→ **ROWS**
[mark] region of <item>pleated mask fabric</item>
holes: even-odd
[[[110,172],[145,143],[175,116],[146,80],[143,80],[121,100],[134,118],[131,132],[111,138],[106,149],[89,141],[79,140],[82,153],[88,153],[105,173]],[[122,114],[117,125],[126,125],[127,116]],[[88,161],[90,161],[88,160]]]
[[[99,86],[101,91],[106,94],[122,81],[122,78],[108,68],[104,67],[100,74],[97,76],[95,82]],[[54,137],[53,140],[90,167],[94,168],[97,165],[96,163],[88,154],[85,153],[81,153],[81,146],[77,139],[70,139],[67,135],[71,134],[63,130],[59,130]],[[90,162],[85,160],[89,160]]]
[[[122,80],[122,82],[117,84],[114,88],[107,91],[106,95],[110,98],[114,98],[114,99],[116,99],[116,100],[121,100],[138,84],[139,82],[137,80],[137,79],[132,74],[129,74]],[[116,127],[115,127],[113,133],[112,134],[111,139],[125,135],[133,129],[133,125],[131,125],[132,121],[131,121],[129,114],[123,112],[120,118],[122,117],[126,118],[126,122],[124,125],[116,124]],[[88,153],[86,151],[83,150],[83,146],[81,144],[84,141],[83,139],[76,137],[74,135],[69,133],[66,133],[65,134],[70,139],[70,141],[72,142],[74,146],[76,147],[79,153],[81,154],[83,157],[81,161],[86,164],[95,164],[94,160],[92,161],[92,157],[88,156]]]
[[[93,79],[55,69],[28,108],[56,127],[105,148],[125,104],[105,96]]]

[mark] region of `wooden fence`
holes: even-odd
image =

→ **WHAT YOU NEED TO DO**
Copy every one of the entries above line for line, without changing a single character.

→ **EXERCISE ANSWER**
[mark] region of <item>pleated mask fabric</item>
holes: even-odd
[[[110,172],[145,143],[175,116],[146,80],[143,80],[121,100],[134,118],[131,132],[111,138],[106,149],[89,141],[79,140],[82,153],[88,153],[105,173]],[[122,114],[117,125],[126,125],[127,116]],[[88,161],[90,161],[88,160]]]
[[[99,86],[101,91],[106,94],[122,81],[122,78],[108,68],[104,67],[100,74],[97,76],[95,82]],[[54,137],[53,140],[90,167],[94,168],[97,165],[96,163],[88,154],[85,153],[81,153],[81,146],[77,139],[70,139],[67,135],[71,134],[63,130],[59,130]],[[90,162],[85,160],[89,160]]]
[[[122,80],[122,82],[117,84],[114,88],[107,91],[106,95],[110,98],[114,98],[114,99],[116,99],[116,100],[121,100],[138,84],[139,82],[137,80],[137,79],[132,74],[129,74]],[[116,127],[115,127],[113,133],[112,134],[111,139],[125,135],[133,129],[133,125],[131,125],[132,121],[131,121],[129,114],[123,112],[120,118],[122,117],[126,118],[126,122],[124,125],[116,124]],[[88,153],[86,151],[83,150],[83,146],[81,144],[84,141],[83,139],[76,137],[74,135],[69,133],[66,133],[65,134],[70,139],[70,141],[72,142],[74,146],[76,147],[79,153],[81,154],[83,157],[81,161],[86,164],[95,164],[94,160],[92,161],[92,157],[88,156]]]
[[[93,79],[55,69],[28,108],[56,127],[105,148],[125,104],[105,96]]]

[mark] region of `wooden fence`
holes: even-odd
image =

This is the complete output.